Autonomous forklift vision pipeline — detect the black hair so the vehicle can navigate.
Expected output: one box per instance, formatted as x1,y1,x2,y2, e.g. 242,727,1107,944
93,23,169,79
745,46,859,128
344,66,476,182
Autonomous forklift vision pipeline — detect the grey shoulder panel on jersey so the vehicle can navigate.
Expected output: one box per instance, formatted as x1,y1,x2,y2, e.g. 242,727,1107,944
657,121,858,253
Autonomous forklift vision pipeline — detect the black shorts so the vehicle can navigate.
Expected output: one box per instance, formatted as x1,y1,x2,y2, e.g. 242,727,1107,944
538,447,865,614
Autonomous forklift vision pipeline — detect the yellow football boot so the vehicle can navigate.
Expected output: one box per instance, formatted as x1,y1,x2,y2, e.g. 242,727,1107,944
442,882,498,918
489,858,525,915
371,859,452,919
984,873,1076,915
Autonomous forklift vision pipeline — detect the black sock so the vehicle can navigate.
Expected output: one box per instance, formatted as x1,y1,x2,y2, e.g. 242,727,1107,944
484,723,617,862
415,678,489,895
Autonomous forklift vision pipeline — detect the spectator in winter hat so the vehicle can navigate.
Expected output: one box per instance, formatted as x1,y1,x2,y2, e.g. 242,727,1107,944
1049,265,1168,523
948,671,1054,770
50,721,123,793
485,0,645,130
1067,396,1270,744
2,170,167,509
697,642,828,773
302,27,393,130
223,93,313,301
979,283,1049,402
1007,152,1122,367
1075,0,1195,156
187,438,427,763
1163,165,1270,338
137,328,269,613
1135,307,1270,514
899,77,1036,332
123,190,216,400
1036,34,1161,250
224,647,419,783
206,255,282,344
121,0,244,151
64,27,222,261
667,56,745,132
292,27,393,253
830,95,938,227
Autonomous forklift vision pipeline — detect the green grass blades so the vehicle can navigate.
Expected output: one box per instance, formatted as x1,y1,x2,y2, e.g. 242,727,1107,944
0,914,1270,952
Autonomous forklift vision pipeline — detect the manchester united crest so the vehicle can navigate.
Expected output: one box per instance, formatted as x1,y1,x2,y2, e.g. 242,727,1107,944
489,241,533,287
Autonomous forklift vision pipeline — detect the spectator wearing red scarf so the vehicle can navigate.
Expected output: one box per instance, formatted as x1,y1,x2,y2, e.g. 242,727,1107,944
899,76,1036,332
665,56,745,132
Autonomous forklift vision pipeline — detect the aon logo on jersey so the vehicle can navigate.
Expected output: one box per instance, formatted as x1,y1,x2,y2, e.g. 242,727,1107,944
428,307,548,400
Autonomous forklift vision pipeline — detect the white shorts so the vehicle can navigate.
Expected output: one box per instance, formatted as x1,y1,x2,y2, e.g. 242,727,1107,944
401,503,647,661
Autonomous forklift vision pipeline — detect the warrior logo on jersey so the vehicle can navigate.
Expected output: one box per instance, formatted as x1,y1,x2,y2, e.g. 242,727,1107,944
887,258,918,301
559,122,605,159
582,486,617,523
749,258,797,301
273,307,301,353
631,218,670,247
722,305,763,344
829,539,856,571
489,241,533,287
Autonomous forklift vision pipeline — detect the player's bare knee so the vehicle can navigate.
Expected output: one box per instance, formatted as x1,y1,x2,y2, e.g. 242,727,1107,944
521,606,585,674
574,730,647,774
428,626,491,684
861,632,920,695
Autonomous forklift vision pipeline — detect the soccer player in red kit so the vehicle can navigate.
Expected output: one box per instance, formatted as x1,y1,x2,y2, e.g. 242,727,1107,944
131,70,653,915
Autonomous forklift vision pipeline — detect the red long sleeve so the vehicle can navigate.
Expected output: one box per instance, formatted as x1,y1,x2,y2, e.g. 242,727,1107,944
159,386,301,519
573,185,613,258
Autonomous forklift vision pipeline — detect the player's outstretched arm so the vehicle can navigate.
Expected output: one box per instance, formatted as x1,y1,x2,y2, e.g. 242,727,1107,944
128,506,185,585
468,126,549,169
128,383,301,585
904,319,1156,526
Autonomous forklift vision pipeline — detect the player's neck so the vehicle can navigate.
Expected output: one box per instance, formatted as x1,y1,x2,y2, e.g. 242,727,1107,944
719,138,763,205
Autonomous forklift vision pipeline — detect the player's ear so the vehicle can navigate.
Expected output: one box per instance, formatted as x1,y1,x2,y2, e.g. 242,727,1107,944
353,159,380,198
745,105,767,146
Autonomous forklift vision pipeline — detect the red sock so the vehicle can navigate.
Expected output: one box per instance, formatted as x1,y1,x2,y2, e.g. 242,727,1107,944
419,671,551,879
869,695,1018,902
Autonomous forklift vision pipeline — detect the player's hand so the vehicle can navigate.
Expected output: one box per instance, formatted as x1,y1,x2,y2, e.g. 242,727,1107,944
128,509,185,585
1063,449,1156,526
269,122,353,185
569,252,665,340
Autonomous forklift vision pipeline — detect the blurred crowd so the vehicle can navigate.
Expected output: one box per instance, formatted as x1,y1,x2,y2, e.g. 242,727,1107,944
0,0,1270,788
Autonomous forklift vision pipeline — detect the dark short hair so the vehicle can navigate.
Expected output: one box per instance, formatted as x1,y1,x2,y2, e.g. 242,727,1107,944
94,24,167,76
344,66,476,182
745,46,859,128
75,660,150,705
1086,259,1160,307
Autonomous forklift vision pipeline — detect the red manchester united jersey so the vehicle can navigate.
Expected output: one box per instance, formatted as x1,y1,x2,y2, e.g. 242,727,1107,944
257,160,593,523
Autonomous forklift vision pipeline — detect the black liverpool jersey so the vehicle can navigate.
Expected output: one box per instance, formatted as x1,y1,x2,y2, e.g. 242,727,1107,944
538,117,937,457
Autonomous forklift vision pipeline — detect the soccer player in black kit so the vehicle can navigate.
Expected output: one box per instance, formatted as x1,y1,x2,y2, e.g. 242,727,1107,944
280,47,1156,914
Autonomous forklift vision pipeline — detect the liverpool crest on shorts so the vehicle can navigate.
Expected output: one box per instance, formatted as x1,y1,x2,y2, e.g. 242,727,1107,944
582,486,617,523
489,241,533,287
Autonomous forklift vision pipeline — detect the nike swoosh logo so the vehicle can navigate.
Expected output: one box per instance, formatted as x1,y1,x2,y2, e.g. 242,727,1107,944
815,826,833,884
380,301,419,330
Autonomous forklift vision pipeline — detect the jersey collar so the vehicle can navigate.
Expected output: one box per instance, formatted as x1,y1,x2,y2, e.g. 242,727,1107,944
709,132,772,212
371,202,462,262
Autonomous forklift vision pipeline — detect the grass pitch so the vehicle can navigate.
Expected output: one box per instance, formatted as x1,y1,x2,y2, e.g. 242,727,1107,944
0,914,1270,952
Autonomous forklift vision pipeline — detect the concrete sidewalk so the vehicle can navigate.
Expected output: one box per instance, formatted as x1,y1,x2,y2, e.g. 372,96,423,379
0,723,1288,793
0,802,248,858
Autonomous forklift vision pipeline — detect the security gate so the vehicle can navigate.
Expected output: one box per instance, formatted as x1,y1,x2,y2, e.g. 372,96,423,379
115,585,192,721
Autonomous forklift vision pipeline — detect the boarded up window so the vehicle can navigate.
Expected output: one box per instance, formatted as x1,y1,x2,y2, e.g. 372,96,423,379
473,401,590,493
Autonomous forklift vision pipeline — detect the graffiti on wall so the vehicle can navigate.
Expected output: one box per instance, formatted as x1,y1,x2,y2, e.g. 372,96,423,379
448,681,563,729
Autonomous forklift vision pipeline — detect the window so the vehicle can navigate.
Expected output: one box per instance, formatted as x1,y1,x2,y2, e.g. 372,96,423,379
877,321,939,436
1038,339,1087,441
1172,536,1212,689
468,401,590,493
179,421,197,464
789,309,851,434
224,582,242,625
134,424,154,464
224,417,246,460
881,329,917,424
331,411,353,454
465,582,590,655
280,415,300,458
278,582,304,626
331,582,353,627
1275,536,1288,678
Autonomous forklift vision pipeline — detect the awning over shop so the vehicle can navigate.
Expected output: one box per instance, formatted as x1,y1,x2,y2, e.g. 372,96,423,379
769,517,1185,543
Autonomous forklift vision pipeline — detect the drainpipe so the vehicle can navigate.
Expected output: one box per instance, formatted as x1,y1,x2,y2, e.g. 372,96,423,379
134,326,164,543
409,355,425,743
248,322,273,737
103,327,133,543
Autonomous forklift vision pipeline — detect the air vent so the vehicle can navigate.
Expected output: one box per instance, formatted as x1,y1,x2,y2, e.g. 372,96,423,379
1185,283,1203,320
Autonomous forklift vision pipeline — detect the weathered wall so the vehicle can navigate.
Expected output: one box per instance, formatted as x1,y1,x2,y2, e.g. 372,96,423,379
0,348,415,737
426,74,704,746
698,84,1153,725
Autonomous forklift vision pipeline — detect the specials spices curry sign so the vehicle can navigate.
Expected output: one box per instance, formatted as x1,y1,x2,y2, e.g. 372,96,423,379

* * * * * * * * *

Copy the lines from the line with "Autonomous forklift vision pipeline — detect the air" to the line with "1185,283,1203,320", renaming "air vent" to "ceiling vent" and keeping everything else the same.

Autonomous forklift vision pipeline — detect the ceiling vent so the vehicle can navigate.
Expected output: one box per instance, formatted as x1,y1,x2,y2, e.g. 372,96,423,379
1185,283,1203,320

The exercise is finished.